_Written task_
Begin with the line that contains "Expected behaviour: for every instance of the glass" and transcribe each line after it, up to and including the last line of the listing below.

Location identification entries
++++++++

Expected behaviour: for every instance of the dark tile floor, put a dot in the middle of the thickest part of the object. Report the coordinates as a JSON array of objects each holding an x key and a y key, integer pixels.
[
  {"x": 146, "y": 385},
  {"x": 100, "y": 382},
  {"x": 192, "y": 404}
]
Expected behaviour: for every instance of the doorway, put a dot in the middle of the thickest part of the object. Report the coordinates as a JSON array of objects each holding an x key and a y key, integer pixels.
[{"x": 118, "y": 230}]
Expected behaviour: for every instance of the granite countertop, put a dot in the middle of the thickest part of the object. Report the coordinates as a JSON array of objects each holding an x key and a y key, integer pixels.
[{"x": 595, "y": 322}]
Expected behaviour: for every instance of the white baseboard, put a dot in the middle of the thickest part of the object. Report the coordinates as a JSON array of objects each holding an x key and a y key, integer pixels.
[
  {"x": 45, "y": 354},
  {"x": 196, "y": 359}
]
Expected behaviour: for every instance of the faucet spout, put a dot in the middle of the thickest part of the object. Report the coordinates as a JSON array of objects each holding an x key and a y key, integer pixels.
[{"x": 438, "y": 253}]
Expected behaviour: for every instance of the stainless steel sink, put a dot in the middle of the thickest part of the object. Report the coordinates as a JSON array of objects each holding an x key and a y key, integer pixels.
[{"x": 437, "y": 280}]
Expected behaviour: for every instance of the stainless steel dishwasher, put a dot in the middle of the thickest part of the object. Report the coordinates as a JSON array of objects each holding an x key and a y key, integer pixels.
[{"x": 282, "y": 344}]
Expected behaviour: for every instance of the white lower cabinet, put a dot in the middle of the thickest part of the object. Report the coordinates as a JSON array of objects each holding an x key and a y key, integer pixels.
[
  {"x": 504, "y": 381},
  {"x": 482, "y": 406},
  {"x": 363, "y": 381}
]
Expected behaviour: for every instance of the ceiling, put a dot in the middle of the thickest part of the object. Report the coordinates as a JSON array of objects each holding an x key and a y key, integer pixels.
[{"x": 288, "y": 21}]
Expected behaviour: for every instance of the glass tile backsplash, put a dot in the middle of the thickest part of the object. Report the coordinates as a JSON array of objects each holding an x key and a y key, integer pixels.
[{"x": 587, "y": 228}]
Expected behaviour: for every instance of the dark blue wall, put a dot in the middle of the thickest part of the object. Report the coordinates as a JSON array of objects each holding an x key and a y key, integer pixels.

++++++++

_Reply to the task_
Expected behaviour: for every instance of the glass tile backsplash, put a dot in the middle of the thickest part of the object. Report the coordinates as a JSON array of objects each holding an x key and a y key, integer pixels.
[{"x": 587, "y": 228}]
Expected behaviour: for every instance of the dark blue wall, put a dot in the middle of the thickest part of the object. Report the coordinates as a JSON array of objects each holding an x key and a y key, integer pixels.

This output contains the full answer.